* [WORK ORDER]
Nothing but an exact copy is wanted: the line with "Query: white rail fence" and each line after it in the data below, last line included.

* [Point-per-instance localization data]
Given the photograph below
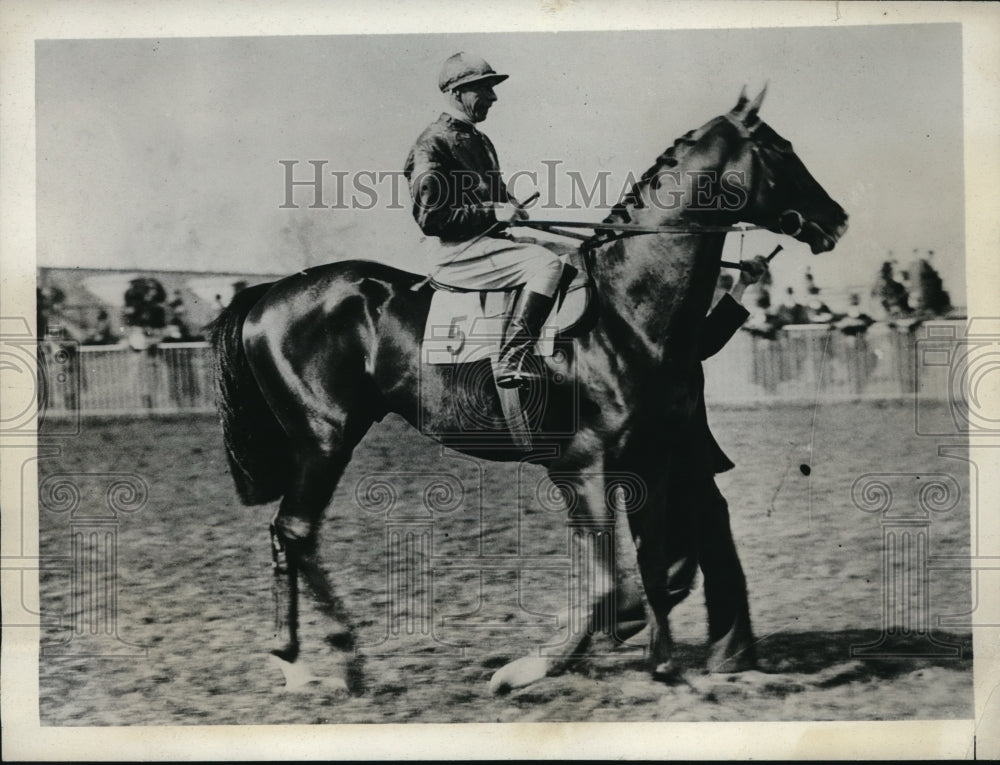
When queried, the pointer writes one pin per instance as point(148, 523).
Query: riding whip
point(520, 206)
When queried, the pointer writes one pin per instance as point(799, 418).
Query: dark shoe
point(522, 334)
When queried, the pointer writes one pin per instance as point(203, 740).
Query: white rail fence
point(803, 363)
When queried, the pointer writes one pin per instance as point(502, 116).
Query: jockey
point(454, 180)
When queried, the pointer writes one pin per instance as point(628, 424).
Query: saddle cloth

* [PROBLEM SOLUTION]
Query: white rail fence
point(803, 363)
When queried, the pointer writes one pin per instance as point(502, 116).
Query: jockey
point(454, 180)
When queried, the pointer writes one pin per instance as point(628, 424).
Query: saddle cloth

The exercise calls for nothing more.